▶ WHAT YOU ARE ASKED TO DO:
Put the lines of the entries into a Markdown table with the columns Row and Line, where Row is a running number and Line holds the line itself, and leave out any blank lines. Begin at the line containing "Trace the outline of every instance of the white" and stop after the line containing "[[[446,116],[446,131],[454,131],[454,116]]]", including both.

-----

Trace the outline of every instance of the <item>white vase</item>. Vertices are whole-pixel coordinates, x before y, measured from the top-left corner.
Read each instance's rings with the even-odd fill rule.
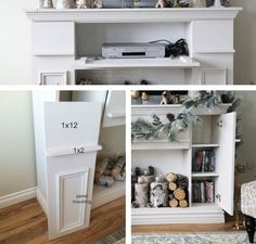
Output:
[[[87,1],[86,0],[79,0],[78,1],[78,9],[87,9]]]
[[[206,8],[206,0],[193,0],[193,8]]]
[[[56,9],[75,9],[74,0],[59,0],[56,3]]]
[[[215,0],[214,7],[215,8],[222,8],[221,0]]]
[[[37,0],[37,8],[42,9],[43,8],[44,0]]]
[[[44,8],[44,9],[52,9],[52,8],[53,8],[53,2],[52,2],[52,0],[44,0],[44,2],[43,2],[43,8]]]

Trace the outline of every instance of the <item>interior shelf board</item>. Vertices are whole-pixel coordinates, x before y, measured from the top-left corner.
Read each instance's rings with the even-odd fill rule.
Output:
[[[84,59],[75,61],[75,69],[110,69],[110,68],[140,68],[140,67],[174,67],[192,68],[200,67],[200,63],[189,56],[177,59]]]
[[[74,21],[77,23],[153,23],[233,20],[242,8],[124,8],[124,9],[30,9],[34,22]]]
[[[159,208],[131,208],[132,215],[156,215],[156,214],[171,214],[171,213],[196,213],[196,210],[203,211],[212,211],[219,210],[218,205],[215,203],[192,203],[191,206],[181,208],[181,207],[159,207]]]
[[[191,206],[192,206],[193,208],[217,207],[216,203],[192,203]]]
[[[193,112],[196,115],[220,115],[227,112],[227,110],[231,106],[230,103],[222,103],[219,104],[217,107],[213,110],[207,110],[204,107],[194,108]],[[166,115],[168,113],[177,114],[181,111],[181,104],[167,104],[167,105],[159,105],[159,104],[132,104],[132,115],[133,116],[141,116],[141,115],[150,115],[152,113],[157,113],[157,115]]]
[[[201,177],[218,177],[218,172],[192,172],[193,178],[201,178]]]
[[[126,181],[115,181],[111,188],[94,184],[92,193],[92,208],[100,207],[126,194]]]
[[[209,144],[192,144],[193,149],[200,149],[200,147],[218,147],[219,144],[217,143],[209,143]]]
[[[189,150],[191,141],[135,141],[131,150]]]

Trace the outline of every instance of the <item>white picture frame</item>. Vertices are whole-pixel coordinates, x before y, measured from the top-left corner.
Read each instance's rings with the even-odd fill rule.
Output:
[[[201,68],[201,85],[227,85],[226,68]]]
[[[39,85],[47,86],[62,86],[67,85],[67,70],[63,72],[40,72]]]

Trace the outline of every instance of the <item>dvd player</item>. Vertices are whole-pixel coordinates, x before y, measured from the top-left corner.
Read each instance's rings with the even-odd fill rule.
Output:
[[[156,59],[165,56],[163,43],[104,43],[102,56],[105,59]]]

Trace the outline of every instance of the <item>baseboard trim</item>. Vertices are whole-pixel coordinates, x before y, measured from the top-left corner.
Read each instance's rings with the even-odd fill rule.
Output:
[[[37,201],[40,204],[42,210],[47,215],[48,207],[47,207],[47,200],[43,197],[42,193],[37,189]]]
[[[11,206],[36,197],[36,188],[29,188],[21,192],[15,192],[0,197],[0,208]]]

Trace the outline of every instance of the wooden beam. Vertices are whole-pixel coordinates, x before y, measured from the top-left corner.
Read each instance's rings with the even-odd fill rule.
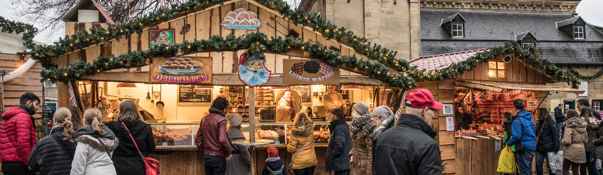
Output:
[[[494,88],[494,87],[491,87],[491,86],[488,86],[475,84],[473,84],[473,83],[465,83],[465,82],[455,81],[454,83],[455,83],[455,84],[459,85],[459,86],[471,87],[471,88],[474,88],[486,89],[486,90],[490,90],[490,91],[496,91],[496,92],[500,92],[500,91],[502,91],[502,90],[504,90],[504,89],[501,89],[501,88]]]
[[[138,83],[149,83],[150,78],[148,72],[101,72],[94,75],[88,75],[82,77],[81,80],[94,81],[113,81],[127,82]],[[212,75],[213,82],[211,84],[215,86],[244,86],[239,75],[235,73],[213,74]],[[195,83],[171,83],[171,84],[195,84]],[[389,83],[371,78],[368,76],[340,76],[339,84],[358,85],[358,86],[390,86]],[[264,84],[263,86],[287,86],[291,84],[283,84],[282,75],[273,75],[270,81]]]

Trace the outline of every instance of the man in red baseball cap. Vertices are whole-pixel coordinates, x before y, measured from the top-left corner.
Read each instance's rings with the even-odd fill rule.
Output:
[[[435,101],[429,90],[408,94],[406,113],[398,124],[383,132],[374,145],[373,174],[442,174],[440,147],[434,138],[437,132],[431,118],[444,105]]]

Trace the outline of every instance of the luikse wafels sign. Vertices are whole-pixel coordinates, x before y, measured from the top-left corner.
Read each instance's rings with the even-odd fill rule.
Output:
[[[339,84],[339,68],[323,60],[283,59],[283,84]]]

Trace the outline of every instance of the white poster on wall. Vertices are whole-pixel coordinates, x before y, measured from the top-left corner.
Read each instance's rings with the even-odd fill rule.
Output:
[[[584,90],[584,93],[578,94],[578,97],[588,97],[589,96],[589,81],[580,81],[580,86],[578,87],[578,89]]]
[[[444,104],[444,109],[442,110],[443,115],[453,115],[452,112],[452,104]]]
[[[446,116],[446,131],[454,131],[454,116]]]

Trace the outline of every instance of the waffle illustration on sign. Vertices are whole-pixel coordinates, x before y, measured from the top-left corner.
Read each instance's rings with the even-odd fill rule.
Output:
[[[320,63],[320,69],[318,70],[318,72],[323,74],[323,75],[327,75],[333,71],[333,68],[331,68],[331,66],[326,63]]]
[[[303,74],[303,62],[293,64],[293,66],[291,66],[291,71],[297,75],[301,75]]]
[[[320,70],[320,64],[317,62],[306,62],[303,64],[303,69],[310,74],[316,74]]]

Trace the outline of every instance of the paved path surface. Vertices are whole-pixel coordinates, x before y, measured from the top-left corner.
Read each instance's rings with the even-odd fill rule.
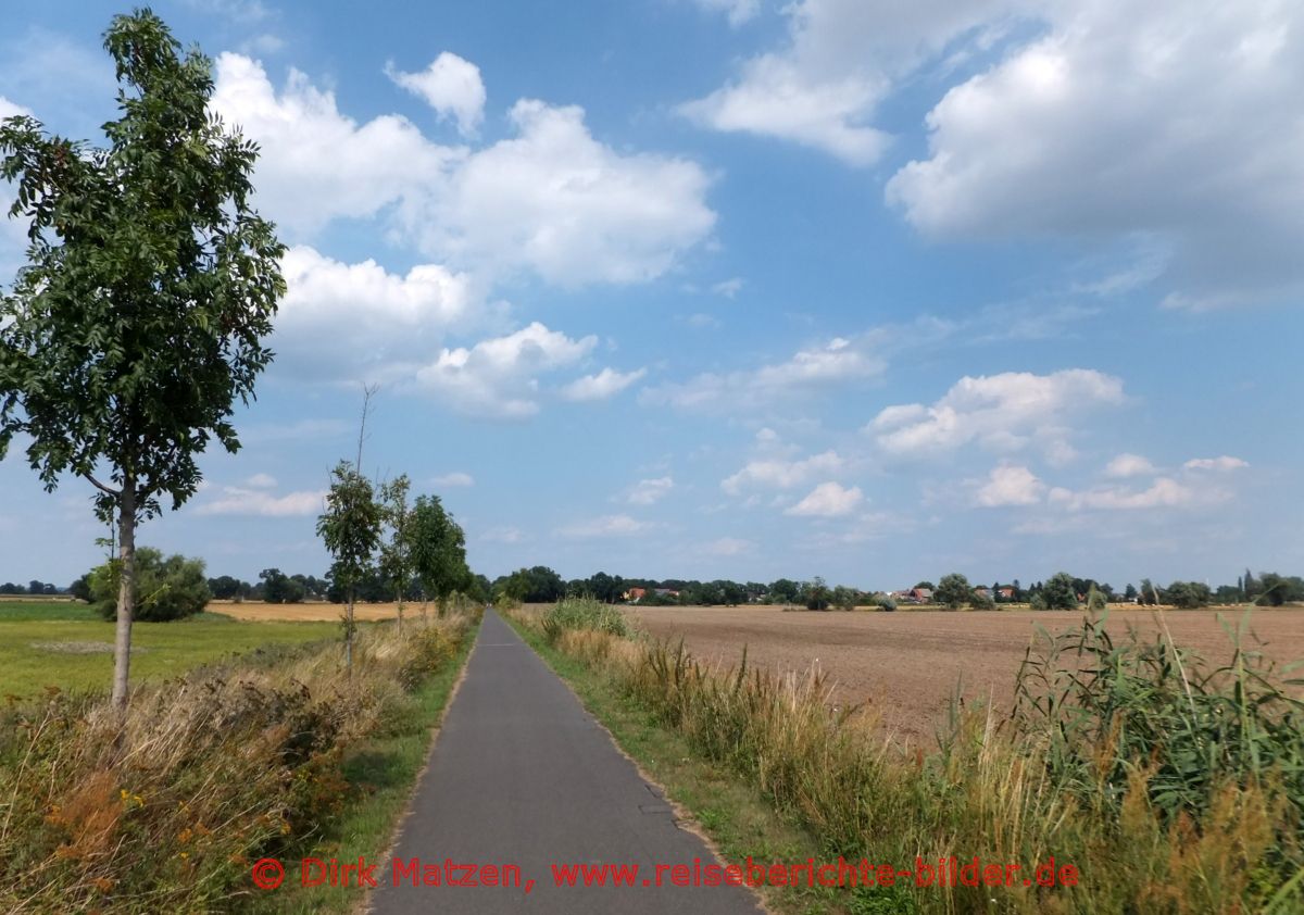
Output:
[[[386,859],[378,915],[674,912],[758,915],[737,886],[674,886],[657,864],[716,864],[700,838],[613,746],[569,688],[492,610],[445,717],[395,858],[419,858],[439,885],[393,885]],[[515,864],[520,886],[450,886],[446,860]],[[635,886],[557,886],[552,864],[638,864]],[[455,871],[463,879],[466,871]],[[506,872],[505,872],[506,873]],[[433,876],[433,875],[432,875]],[[526,893],[528,881],[533,886]]]

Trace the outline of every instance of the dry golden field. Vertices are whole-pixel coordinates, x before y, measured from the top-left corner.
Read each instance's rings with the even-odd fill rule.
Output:
[[[835,703],[865,703],[897,736],[928,740],[956,688],[994,703],[1001,713],[1013,700],[1015,675],[1035,626],[1063,632],[1081,624],[1074,611],[909,611],[811,613],[780,607],[631,607],[655,636],[683,637],[704,661],[733,666],[743,645],[748,665],[772,671],[806,671],[819,665],[835,682]],[[1178,645],[1209,661],[1224,661],[1231,644],[1214,610],[1163,613]],[[1241,611],[1223,614],[1235,624]],[[1151,610],[1111,609],[1116,637],[1136,624],[1158,631]],[[1282,663],[1304,658],[1304,609],[1256,609],[1251,628],[1264,650]]]

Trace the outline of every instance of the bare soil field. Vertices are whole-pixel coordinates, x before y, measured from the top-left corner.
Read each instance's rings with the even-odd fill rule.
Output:
[[[343,603],[327,603],[325,601],[305,603],[262,603],[261,601],[209,601],[205,607],[209,613],[220,613],[250,623],[278,622],[278,623],[318,623],[336,620],[344,615]],[[434,605],[430,605],[434,613]],[[404,603],[403,617],[420,617],[420,603]],[[398,617],[396,603],[355,603],[353,619],[370,623],[378,619],[394,619]]]
[[[780,607],[631,607],[655,636],[678,639],[698,658],[737,665],[743,645],[748,666],[805,673],[819,665],[835,682],[835,703],[863,703],[900,739],[928,742],[948,699],[962,683],[968,699],[991,701],[1005,713],[1015,675],[1041,624],[1051,633],[1081,626],[1074,611],[994,613],[810,613]],[[1224,613],[1235,624],[1240,611]],[[1213,610],[1163,614],[1174,641],[1210,662],[1231,656],[1231,643]],[[1128,623],[1158,631],[1150,610],[1110,610],[1110,632]],[[1304,609],[1256,609],[1252,631],[1279,663],[1304,658]],[[1248,645],[1247,645],[1248,646]]]

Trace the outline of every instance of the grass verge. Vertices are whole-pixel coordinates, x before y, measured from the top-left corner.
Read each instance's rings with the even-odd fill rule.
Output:
[[[342,769],[351,799],[339,820],[330,824],[317,842],[296,850],[299,858],[351,862],[361,856],[376,862],[389,850],[473,646],[475,635],[464,639],[451,663],[411,693],[409,701],[395,709],[382,730],[344,755]],[[286,873],[286,884],[279,890],[256,895],[248,911],[331,915],[352,912],[363,901],[363,890],[356,888],[300,886],[288,862]]]
[[[570,684],[617,746],[692,816],[726,862],[742,864],[748,856],[758,862],[820,858],[820,843],[806,829],[725,766],[695,753],[683,735],[662,726],[609,675],[554,648],[540,628],[523,624],[516,615],[503,618]],[[844,907],[832,890],[819,886],[763,888],[763,898],[769,911],[781,915],[854,911]]]
[[[338,623],[241,623],[202,613],[171,623],[132,626],[132,683],[180,676],[232,654],[323,641]],[[0,696],[20,699],[56,687],[106,690],[113,676],[113,623],[83,603],[0,603]]]
[[[318,850],[383,849],[429,746],[412,719],[437,717],[477,622],[366,627],[351,671],[338,643],[250,653],[140,686],[121,713],[102,693],[10,700],[0,911],[353,907],[271,899],[252,864],[287,862],[292,882]]]

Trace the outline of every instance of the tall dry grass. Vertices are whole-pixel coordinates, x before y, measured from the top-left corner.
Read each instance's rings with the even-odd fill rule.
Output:
[[[0,910],[226,908],[249,865],[289,856],[349,796],[349,747],[450,663],[472,619],[364,631],[143,687],[125,718],[103,696],[0,713]]]
[[[1022,868],[1008,888],[862,888],[850,911],[1304,911],[1304,716],[1239,646],[1208,669],[1163,636],[1115,644],[1088,622],[1030,650],[1015,717],[956,704],[926,753],[836,708],[818,670],[777,676],[746,656],[721,670],[682,643],[597,628],[552,641],[755,783],[829,856]],[[1024,886],[1051,858],[1077,885]]]

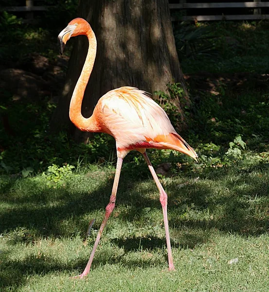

-----

▶ CORRECT RESULT:
| Row | Line |
|---|---|
| 1 | Trace the outline of every instance of the white poster on wall. Vertices are whole-pixel coordinates, x before y, measured from the top-left corner. |
| 2 | Read each instance's rings with the even-odd fill rule. |
| 3 | Output: |
| 4 | [[[584,90],[584,93],[578,94],[578,97],[588,97],[589,96],[589,81],[580,81],[580,86],[578,87],[578,89]]] |
| 5 | [[[444,104],[444,109],[442,110],[443,115],[453,115],[452,112],[452,104]]] |
| 6 | [[[446,116],[446,131],[454,131],[454,116]]] |